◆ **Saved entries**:
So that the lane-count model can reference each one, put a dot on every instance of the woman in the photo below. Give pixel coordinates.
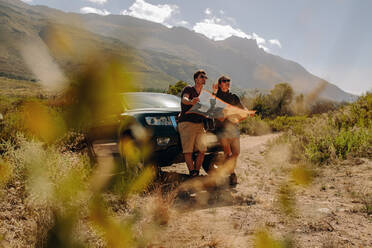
(228, 131)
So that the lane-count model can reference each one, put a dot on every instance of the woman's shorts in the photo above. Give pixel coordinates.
(192, 137)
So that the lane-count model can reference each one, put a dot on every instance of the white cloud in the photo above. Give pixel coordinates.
(97, 1)
(215, 30)
(156, 13)
(87, 10)
(275, 42)
(258, 39)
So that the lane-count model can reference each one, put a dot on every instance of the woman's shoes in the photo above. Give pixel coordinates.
(233, 180)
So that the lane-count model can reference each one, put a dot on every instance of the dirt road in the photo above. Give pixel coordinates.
(328, 213)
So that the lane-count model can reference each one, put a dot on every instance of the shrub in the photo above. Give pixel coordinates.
(324, 138)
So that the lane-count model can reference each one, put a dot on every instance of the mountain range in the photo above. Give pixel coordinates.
(158, 55)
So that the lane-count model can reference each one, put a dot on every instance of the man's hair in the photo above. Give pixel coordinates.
(198, 72)
(222, 78)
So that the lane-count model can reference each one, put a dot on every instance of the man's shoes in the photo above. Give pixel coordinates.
(194, 173)
(233, 180)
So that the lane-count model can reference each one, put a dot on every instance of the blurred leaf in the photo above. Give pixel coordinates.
(116, 234)
(42, 122)
(61, 234)
(6, 172)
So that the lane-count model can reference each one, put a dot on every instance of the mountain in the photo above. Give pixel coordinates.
(160, 55)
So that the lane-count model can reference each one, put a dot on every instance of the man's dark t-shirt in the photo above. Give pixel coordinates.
(229, 98)
(183, 117)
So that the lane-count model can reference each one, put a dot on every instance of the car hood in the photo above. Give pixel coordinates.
(151, 111)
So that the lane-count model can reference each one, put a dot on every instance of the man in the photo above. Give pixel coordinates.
(190, 126)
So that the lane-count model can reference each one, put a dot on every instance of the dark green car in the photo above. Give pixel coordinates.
(149, 122)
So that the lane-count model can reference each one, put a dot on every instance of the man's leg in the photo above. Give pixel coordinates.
(201, 145)
(235, 151)
(188, 160)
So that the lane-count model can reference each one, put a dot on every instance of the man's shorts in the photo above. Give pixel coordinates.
(192, 137)
(228, 131)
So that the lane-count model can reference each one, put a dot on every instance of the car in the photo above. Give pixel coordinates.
(146, 120)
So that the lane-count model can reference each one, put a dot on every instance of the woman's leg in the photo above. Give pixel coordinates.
(235, 150)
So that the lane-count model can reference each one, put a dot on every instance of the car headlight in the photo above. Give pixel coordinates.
(158, 120)
(162, 141)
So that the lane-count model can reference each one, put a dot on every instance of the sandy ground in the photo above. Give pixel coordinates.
(329, 213)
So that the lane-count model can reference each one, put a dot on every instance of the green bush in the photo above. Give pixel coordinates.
(337, 135)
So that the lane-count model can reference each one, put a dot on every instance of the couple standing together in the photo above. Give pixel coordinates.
(191, 126)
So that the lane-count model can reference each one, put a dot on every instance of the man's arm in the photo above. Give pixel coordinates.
(185, 100)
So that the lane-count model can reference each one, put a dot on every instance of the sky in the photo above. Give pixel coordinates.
(330, 38)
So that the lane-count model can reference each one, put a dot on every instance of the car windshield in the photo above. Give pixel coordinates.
(150, 100)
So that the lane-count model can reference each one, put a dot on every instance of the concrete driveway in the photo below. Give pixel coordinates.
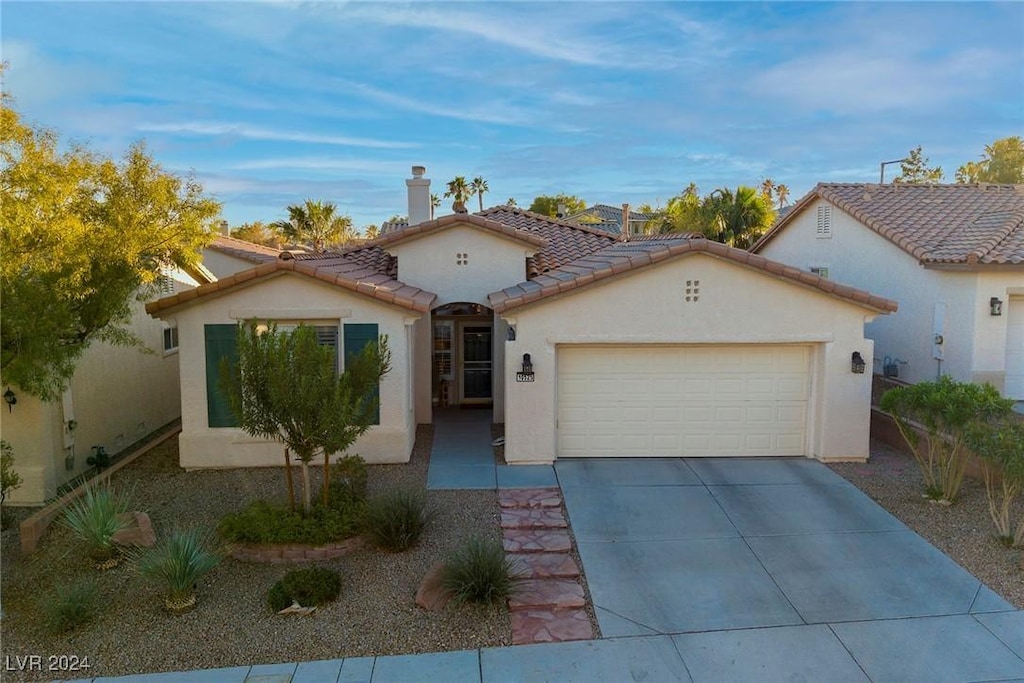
(777, 569)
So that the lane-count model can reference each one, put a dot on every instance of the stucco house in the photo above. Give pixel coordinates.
(951, 255)
(582, 343)
(117, 396)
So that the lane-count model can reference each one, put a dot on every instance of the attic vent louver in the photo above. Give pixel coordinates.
(823, 228)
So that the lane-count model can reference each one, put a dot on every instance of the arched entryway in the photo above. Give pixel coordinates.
(463, 355)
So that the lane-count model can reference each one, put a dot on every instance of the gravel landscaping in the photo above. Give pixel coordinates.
(376, 613)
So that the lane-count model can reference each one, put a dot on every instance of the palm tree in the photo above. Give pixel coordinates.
(479, 186)
(782, 193)
(315, 223)
(460, 190)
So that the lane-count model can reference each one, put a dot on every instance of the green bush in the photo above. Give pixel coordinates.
(95, 516)
(71, 606)
(178, 562)
(480, 571)
(945, 409)
(348, 481)
(309, 587)
(262, 522)
(395, 520)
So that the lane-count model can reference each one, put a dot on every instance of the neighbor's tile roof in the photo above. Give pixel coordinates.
(244, 250)
(629, 256)
(338, 269)
(937, 224)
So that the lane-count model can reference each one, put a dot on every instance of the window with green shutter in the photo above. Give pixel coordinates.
(221, 342)
(356, 336)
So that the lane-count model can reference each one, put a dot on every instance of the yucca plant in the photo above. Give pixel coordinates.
(480, 571)
(94, 517)
(178, 562)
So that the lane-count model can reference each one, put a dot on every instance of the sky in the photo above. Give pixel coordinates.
(268, 103)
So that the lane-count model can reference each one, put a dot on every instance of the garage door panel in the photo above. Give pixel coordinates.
(682, 400)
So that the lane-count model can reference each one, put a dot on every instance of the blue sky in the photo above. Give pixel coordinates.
(269, 103)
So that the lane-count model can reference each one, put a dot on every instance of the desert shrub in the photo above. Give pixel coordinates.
(480, 571)
(71, 606)
(309, 587)
(1000, 444)
(178, 562)
(263, 522)
(95, 516)
(349, 476)
(395, 520)
(945, 409)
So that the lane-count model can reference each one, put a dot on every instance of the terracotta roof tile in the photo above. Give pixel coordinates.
(937, 224)
(623, 257)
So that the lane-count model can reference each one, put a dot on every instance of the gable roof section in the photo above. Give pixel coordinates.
(940, 225)
(337, 269)
(630, 256)
(246, 251)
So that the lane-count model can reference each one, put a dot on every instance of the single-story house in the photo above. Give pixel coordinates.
(952, 256)
(117, 396)
(582, 343)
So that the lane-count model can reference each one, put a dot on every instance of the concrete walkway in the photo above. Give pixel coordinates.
(729, 569)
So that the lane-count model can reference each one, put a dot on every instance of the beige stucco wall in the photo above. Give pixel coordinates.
(974, 342)
(292, 298)
(737, 305)
(117, 396)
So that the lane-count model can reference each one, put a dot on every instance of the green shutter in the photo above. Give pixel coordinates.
(221, 342)
(357, 335)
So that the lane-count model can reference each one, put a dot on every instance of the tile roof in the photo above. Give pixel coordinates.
(627, 256)
(338, 269)
(244, 250)
(953, 224)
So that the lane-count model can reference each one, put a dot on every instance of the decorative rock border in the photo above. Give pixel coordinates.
(294, 553)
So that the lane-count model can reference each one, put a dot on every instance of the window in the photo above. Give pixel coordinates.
(823, 228)
(170, 339)
(357, 335)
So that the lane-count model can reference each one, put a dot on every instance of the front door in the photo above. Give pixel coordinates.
(476, 364)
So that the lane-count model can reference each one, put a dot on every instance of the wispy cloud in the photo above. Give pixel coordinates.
(257, 133)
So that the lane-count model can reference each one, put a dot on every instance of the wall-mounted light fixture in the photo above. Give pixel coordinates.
(526, 374)
(857, 364)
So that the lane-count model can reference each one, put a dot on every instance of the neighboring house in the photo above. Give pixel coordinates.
(951, 255)
(652, 347)
(609, 219)
(117, 396)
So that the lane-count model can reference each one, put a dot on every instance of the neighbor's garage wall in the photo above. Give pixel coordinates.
(737, 305)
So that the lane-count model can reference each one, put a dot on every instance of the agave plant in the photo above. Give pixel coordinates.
(95, 517)
(178, 562)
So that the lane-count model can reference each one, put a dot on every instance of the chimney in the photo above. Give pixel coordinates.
(419, 197)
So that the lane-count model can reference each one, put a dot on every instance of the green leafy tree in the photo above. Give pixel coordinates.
(82, 237)
(479, 186)
(287, 387)
(460, 191)
(547, 205)
(914, 170)
(945, 410)
(316, 224)
(1003, 163)
(1000, 444)
(257, 232)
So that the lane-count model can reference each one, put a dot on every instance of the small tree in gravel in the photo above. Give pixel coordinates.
(1000, 445)
(287, 387)
(944, 409)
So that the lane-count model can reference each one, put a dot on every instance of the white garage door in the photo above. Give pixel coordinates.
(1015, 349)
(682, 400)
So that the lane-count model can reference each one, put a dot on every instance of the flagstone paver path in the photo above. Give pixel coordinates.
(549, 604)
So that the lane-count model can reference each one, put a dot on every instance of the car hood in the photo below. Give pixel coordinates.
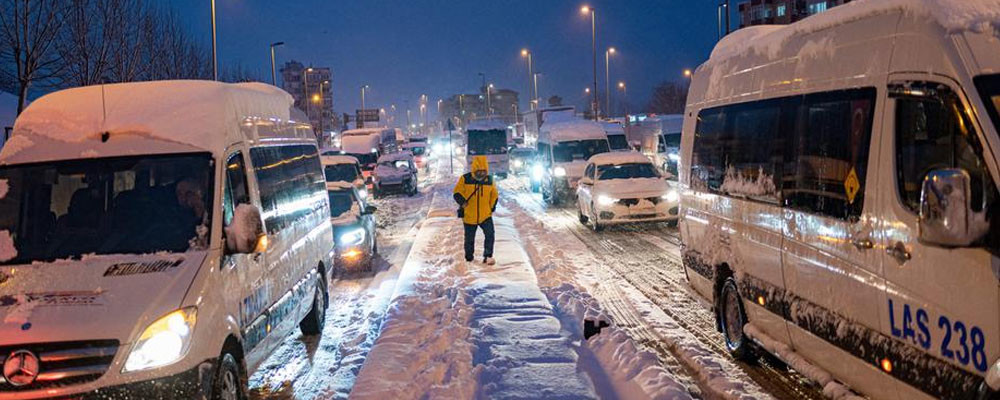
(97, 297)
(632, 188)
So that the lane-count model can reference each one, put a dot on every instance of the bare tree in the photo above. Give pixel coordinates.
(29, 29)
(668, 98)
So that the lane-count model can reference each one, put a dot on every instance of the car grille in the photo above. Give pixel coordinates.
(64, 363)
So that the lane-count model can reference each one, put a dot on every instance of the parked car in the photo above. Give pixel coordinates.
(624, 187)
(850, 220)
(172, 262)
(344, 169)
(353, 227)
(395, 173)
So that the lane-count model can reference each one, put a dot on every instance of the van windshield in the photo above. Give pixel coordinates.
(578, 150)
(626, 171)
(989, 89)
(121, 205)
(341, 172)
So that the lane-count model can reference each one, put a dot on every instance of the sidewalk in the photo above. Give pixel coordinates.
(457, 330)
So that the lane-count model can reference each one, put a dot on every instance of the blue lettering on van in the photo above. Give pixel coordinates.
(959, 342)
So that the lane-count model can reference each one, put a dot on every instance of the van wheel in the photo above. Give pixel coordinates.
(732, 318)
(229, 381)
(312, 324)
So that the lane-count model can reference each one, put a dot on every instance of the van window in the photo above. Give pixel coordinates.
(236, 191)
(292, 185)
(934, 132)
(121, 205)
(800, 151)
(827, 155)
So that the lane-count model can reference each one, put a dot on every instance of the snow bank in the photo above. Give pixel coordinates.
(193, 113)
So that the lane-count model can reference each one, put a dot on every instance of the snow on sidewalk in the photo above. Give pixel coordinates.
(457, 330)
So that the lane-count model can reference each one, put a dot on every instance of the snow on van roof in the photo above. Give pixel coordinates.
(618, 158)
(336, 160)
(359, 144)
(141, 117)
(486, 125)
(953, 15)
(575, 129)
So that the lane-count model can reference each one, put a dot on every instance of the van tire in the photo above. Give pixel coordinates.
(229, 382)
(732, 317)
(313, 323)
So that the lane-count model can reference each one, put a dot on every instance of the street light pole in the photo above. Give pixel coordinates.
(595, 104)
(274, 76)
(215, 56)
(607, 79)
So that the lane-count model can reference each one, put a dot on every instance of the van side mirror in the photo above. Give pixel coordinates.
(946, 216)
(245, 234)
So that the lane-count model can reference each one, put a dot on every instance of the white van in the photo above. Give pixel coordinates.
(157, 240)
(563, 150)
(840, 202)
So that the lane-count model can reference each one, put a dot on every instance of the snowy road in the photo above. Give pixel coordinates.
(633, 272)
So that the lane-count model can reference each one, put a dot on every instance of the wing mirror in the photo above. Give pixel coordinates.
(245, 234)
(946, 216)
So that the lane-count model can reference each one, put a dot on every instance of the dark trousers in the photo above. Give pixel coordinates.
(470, 239)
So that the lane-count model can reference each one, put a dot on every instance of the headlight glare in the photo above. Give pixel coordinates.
(164, 342)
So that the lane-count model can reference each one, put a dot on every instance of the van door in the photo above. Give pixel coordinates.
(832, 271)
(245, 284)
(941, 308)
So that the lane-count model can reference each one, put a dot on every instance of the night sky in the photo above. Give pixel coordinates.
(405, 48)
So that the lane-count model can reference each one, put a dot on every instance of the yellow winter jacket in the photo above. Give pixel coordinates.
(479, 197)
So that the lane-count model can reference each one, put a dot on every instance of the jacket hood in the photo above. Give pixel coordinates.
(479, 163)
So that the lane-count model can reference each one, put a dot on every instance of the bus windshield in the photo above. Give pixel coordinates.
(121, 205)
(487, 142)
(578, 150)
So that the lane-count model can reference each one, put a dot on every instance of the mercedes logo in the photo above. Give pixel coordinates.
(21, 368)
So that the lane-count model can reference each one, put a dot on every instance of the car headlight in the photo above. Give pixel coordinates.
(536, 172)
(353, 237)
(163, 342)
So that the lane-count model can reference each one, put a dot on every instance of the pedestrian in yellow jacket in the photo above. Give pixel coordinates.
(477, 197)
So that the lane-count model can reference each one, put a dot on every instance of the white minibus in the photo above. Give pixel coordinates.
(157, 240)
(840, 203)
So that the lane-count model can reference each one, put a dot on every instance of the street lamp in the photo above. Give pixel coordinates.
(607, 79)
(215, 57)
(274, 77)
(624, 89)
(533, 95)
(595, 105)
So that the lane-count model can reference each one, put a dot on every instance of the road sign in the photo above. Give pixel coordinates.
(368, 115)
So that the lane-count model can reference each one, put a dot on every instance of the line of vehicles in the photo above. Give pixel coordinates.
(148, 256)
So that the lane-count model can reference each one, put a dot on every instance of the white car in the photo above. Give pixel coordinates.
(624, 187)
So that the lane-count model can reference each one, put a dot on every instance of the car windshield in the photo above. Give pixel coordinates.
(618, 142)
(989, 89)
(341, 172)
(340, 202)
(122, 205)
(487, 142)
(578, 150)
(365, 159)
(626, 171)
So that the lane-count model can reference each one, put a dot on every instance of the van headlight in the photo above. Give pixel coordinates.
(606, 200)
(353, 237)
(164, 342)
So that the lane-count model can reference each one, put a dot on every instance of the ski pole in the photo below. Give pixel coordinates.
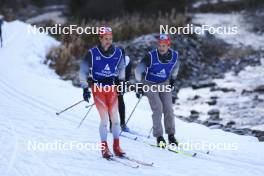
(150, 132)
(58, 113)
(131, 113)
(85, 115)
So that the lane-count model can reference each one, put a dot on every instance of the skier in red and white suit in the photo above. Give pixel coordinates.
(103, 64)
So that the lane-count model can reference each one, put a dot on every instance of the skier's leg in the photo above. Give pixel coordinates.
(156, 107)
(169, 117)
(112, 99)
(1, 39)
(112, 103)
(101, 105)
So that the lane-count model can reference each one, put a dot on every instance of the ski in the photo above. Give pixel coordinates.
(131, 165)
(138, 161)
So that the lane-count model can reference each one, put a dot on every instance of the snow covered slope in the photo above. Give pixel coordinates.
(31, 93)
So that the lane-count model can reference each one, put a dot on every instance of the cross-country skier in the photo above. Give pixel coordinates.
(1, 23)
(160, 67)
(103, 64)
(121, 103)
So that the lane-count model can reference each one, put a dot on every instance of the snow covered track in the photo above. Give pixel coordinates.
(31, 94)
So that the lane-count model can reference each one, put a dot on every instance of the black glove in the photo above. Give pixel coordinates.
(122, 89)
(139, 91)
(86, 94)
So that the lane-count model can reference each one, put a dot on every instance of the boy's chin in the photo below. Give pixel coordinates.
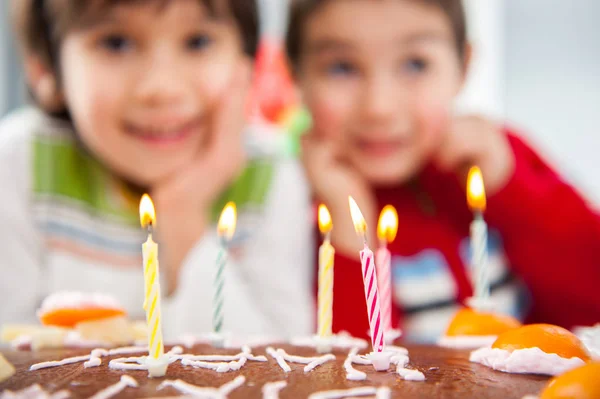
(390, 176)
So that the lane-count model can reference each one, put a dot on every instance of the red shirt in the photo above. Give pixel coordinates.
(545, 232)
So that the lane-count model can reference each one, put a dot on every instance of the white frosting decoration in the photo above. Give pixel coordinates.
(396, 349)
(311, 362)
(318, 362)
(383, 393)
(342, 340)
(271, 389)
(410, 374)
(220, 363)
(529, 360)
(590, 336)
(380, 360)
(219, 367)
(279, 358)
(467, 341)
(69, 360)
(380, 393)
(91, 360)
(351, 373)
(204, 392)
(34, 391)
(77, 300)
(395, 354)
(392, 335)
(109, 392)
(127, 363)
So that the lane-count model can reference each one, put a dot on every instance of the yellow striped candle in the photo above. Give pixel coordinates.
(325, 295)
(152, 289)
(479, 252)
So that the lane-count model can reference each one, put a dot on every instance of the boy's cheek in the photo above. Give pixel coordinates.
(328, 119)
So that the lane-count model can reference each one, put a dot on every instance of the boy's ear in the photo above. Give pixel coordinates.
(43, 84)
(466, 62)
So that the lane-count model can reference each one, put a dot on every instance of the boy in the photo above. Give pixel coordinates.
(380, 78)
(146, 96)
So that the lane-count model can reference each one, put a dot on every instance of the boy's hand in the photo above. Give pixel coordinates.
(332, 182)
(184, 200)
(474, 140)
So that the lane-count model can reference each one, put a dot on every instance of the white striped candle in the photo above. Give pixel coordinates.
(479, 252)
(369, 279)
(226, 230)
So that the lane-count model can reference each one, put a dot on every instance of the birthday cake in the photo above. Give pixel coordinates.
(279, 370)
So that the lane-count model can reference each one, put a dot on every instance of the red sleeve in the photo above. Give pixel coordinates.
(552, 239)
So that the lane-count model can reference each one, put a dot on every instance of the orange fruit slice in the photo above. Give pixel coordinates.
(580, 383)
(69, 317)
(470, 322)
(547, 337)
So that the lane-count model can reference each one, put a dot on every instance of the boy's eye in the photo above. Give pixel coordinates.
(198, 42)
(116, 43)
(341, 68)
(415, 65)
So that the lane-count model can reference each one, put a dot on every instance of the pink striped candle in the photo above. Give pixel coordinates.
(372, 296)
(369, 279)
(387, 229)
(383, 259)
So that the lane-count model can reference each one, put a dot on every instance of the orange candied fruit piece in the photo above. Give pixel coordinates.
(549, 338)
(580, 383)
(70, 317)
(470, 322)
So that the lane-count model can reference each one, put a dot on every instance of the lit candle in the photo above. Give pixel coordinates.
(369, 279)
(479, 253)
(386, 232)
(325, 296)
(156, 362)
(225, 229)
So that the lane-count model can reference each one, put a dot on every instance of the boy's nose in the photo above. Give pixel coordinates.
(160, 82)
(380, 99)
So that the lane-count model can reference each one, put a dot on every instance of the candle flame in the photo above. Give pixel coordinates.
(360, 225)
(388, 224)
(325, 222)
(227, 221)
(147, 213)
(476, 190)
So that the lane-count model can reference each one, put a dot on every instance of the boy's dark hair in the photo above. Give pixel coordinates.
(301, 10)
(41, 24)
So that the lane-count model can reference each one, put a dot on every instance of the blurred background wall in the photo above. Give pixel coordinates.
(537, 65)
(553, 82)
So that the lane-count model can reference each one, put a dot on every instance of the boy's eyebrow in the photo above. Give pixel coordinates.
(324, 45)
(329, 44)
(424, 37)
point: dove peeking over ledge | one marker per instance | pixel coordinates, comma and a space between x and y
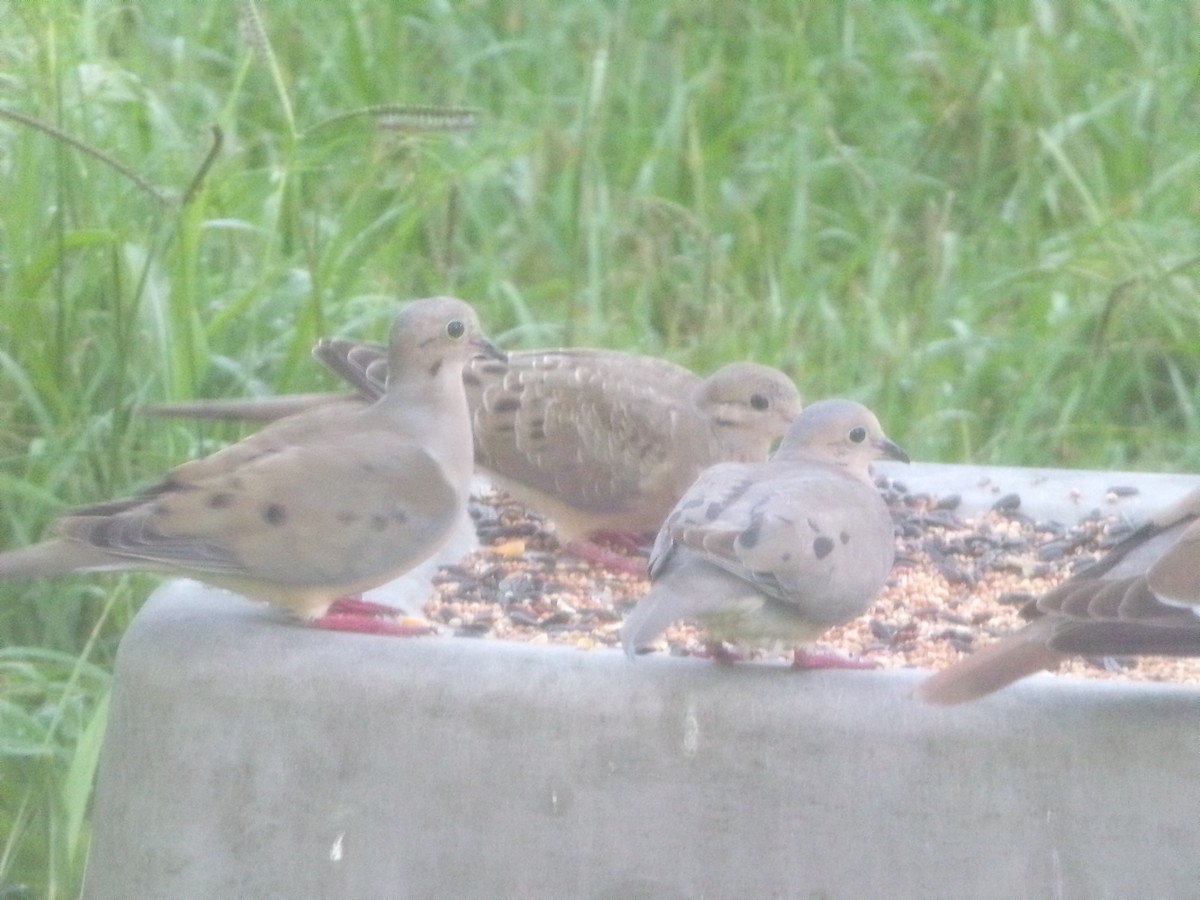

◆ **Assignment**: Repeat the lines exactly, starting with the line that contains "nose in the photo above. Give pixel coordinates." and ending with the last line of the entries. Keep both of those lines but no pictures.

◆ **Task answer**:
So that the lane-count model can reference each one, put a dot on every instance of the boy's nose in the photo above. Give pixel coordinates.
(160, 82)
(380, 99)
So that the lane-count model can reference each one, put a dot on every instance of the candle flame in the photo above. Give pixel coordinates.
(360, 225)
(388, 224)
(325, 222)
(227, 221)
(147, 213)
(476, 190)
So that the lane-count model can reference each one, put a dot on every instance of the boy's dark hair in the photo above. Give pixel coordinates.
(301, 10)
(41, 24)
So that the lane-count model can reference each one, put a dot on every instance of the blurred background wall in the photo above. Give pixel coordinates.
(537, 65)
(553, 82)
So that the lane-count model can reference each one, put a dot on every instance of the boy's eyebrow in the photo above. Give pixel coordinates.
(324, 45)
(329, 44)
(424, 37)
point: dove peeking over ledge | one marker per instance | pixel coordinates, comma and a space between x and y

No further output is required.